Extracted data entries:
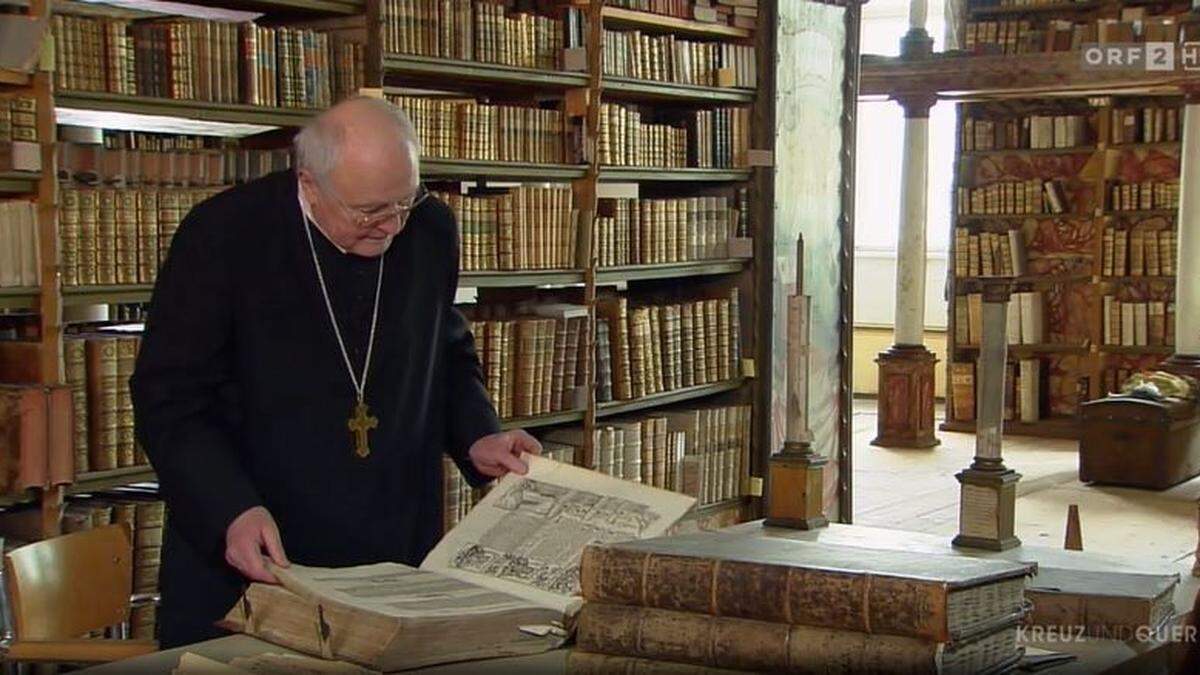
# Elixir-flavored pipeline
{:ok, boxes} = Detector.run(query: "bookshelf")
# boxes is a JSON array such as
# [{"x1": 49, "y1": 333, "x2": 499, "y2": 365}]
[
  {"x1": 0, "y1": 0, "x2": 773, "y2": 552},
  {"x1": 942, "y1": 94, "x2": 1182, "y2": 438}
]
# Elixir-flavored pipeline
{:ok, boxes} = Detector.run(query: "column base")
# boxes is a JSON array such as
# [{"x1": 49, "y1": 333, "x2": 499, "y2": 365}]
[
  {"x1": 763, "y1": 443, "x2": 829, "y2": 530},
  {"x1": 1160, "y1": 354, "x2": 1200, "y2": 380},
  {"x1": 871, "y1": 345, "x2": 941, "y2": 448},
  {"x1": 952, "y1": 466, "x2": 1021, "y2": 551}
]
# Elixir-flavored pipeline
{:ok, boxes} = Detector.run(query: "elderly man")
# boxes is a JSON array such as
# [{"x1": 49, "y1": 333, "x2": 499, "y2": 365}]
[{"x1": 131, "y1": 98, "x2": 540, "y2": 646}]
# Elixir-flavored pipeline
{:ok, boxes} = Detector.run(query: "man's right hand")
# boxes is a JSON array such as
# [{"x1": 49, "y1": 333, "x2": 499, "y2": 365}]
[{"x1": 226, "y1": 507, "x2": 289, "y2": 584}]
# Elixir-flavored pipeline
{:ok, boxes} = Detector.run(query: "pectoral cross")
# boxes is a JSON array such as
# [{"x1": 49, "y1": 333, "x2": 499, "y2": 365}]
[{"x1": 346, "y1": 400, "x2": 379, "y2": 458}]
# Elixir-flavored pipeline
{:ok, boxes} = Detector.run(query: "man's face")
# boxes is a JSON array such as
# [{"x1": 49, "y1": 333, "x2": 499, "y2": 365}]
[{"x1": 300, "y1": 144, "x2": 419, "y2": 258}]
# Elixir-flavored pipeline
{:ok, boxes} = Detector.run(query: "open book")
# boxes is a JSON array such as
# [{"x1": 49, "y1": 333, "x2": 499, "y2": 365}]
[{"x1": 222, "y1": 455, "x2": 695, "y2": 671}]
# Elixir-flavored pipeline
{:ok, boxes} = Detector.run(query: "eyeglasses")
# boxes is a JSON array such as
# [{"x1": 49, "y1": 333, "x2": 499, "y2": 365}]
[{"x1": 320, "y1": 178, "x2": 430, "y2": 229}]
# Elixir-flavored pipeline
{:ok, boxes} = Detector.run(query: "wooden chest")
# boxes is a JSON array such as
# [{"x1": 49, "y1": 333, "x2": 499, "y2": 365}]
[{"x1": 1079, "y1": 396, "x2": 1200, "y2": 490}]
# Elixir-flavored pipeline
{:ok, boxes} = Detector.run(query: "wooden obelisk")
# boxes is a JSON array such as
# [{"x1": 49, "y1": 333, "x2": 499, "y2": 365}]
[{"x1": 764, "y1": 237, "x2": 829, "y2": 530}]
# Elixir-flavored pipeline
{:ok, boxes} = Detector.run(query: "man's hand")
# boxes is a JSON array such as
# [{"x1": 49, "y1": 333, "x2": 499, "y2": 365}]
[
  {"x1": 226, "y1": 507, "x2": 290, "y2": 584},
  {"x1": 468, "y1": 429, "x2": 541, "y2": 478}
]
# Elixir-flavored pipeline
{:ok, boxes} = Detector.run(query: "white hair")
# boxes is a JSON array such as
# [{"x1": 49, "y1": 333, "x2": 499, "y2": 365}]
[{"x1": 293, "y1": 96, "x2": 421, "y2": 179}]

### Task description:
Which lines in the entries above contain the string "hand"? Report each such line in full, and treat case as significant.

### Response to this task:
{:ok, boxes} = Detector.run(query: "man's right hand")
{:ok, boxes} = Detector.run(query: "man's hand")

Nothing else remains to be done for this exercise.